▶ **Selected text**:
>>>>
Liquor Revenue for States

  • 05 May 2020
  • 5 min read

Why in News

Recently, the central government eased restrictions in the third phase of the nationwide lockdown and allowed the sale of liquor. The Delhi government announced a 70% hike as ‘Special Corona Fee’ in the price of liquor across categories.

  • This shows the importance of liquor to the economy of the states.

Key Points

  • State’s Earnings from Liquor
    • Liquor contributes a considerable amount to the exchequers of all states and Union Territories (UTs) except Gujarat and Bihar, both of which have enforced prohibition.
      • Andhra Pradesh announced prohibition in 2019, however, sale of the liquor has been allowed with “prohibition tax”.
    • States levy excise duty on manufacture and sale of liquor.
    • States also charge special fees on imported foreign liquor, transport fee, and label & brand registration charges.
    • A few states like Uttar Pradesh, have imposed a ‘special duty on liquor’ to collect funds for special purposes, such as maintenance of stray cattle.
<<<<
▶ **Entries supplied**:
>>>>
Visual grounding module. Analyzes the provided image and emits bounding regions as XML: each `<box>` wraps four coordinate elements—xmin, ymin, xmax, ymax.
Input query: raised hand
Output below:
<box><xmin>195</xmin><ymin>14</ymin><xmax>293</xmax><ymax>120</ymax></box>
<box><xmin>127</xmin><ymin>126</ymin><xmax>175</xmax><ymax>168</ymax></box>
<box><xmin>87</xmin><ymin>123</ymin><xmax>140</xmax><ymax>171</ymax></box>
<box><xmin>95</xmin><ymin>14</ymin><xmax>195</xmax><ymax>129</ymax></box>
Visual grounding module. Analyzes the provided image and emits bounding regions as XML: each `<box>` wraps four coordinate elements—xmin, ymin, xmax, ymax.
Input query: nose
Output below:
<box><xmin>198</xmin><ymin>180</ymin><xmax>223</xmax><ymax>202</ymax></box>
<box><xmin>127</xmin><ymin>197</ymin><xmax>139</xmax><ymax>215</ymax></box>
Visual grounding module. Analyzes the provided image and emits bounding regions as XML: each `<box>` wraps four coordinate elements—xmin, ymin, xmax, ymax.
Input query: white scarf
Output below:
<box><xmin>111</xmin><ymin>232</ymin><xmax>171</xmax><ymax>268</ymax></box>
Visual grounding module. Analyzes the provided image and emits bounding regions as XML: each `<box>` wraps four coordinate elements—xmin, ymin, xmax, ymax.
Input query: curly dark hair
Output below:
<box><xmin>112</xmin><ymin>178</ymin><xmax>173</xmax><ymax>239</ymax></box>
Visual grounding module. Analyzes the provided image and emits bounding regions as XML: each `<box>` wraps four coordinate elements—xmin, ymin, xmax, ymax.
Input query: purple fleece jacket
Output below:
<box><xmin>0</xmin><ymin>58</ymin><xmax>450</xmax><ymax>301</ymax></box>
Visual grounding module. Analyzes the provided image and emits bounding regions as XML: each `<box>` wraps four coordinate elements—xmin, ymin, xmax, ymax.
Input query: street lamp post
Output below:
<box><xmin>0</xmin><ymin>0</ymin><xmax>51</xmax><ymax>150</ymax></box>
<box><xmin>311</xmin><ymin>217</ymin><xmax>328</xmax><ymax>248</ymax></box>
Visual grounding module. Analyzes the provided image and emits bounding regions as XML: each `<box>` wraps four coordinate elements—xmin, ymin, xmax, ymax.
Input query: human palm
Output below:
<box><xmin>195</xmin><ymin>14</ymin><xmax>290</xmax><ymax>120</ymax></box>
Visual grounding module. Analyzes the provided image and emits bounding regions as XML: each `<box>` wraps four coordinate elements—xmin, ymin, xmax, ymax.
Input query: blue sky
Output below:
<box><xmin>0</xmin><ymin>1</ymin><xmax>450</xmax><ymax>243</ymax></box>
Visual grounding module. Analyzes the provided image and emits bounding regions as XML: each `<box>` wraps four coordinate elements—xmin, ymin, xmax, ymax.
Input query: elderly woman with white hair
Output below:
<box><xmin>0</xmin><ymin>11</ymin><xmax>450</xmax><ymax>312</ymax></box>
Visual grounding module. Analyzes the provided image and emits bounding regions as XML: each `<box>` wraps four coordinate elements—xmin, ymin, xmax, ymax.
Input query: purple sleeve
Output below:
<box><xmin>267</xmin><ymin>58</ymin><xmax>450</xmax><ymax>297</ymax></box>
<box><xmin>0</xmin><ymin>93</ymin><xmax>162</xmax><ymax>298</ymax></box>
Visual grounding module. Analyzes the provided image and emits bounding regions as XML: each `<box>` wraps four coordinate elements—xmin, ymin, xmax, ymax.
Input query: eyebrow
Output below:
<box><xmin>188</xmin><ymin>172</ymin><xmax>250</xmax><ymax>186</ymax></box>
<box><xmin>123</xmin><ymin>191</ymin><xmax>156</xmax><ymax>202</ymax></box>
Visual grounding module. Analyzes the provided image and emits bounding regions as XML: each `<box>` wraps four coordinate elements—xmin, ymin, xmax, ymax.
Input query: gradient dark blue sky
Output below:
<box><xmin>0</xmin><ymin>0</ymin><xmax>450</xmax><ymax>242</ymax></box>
<<<<
▶ **Your tasks**:
a: List every state or Union Territory that the liquor revenue text mentions by name.
b: In the liquor revenue text, what price increase did the Delhi government announce, and under what name?
c: In the liquor revenue text, rewrite everything from "Why in News" down to "have enforced prohibition.", putting "treasuries" in place of "exchequers".

▶ **Task-by-task outputs**:
a: Delhi, Gujarat, Bihar, Andhra Pradesh, Uttar Pradesh

b: A 70% hike in the price of liquor across categories, named the ‘Special Corona Fee’.

c:
Why in News

Recently, the central government eased restrictions in the third phase of the nationwide lockdown and allowed the sale of liquor. The Delhi government announced a 70% hike as ‘Special Corona Fee’ in the price of liquor across categories.

  • This shows the importance of liquor to the economy of the states.

Key Points

  • State’s Earnings from Liquor
    • Liquor contributes a considerable amount to the treasuries of all states and Union Territories (UTs) except Gujarat and Bihar, both of which have enforced prohibition.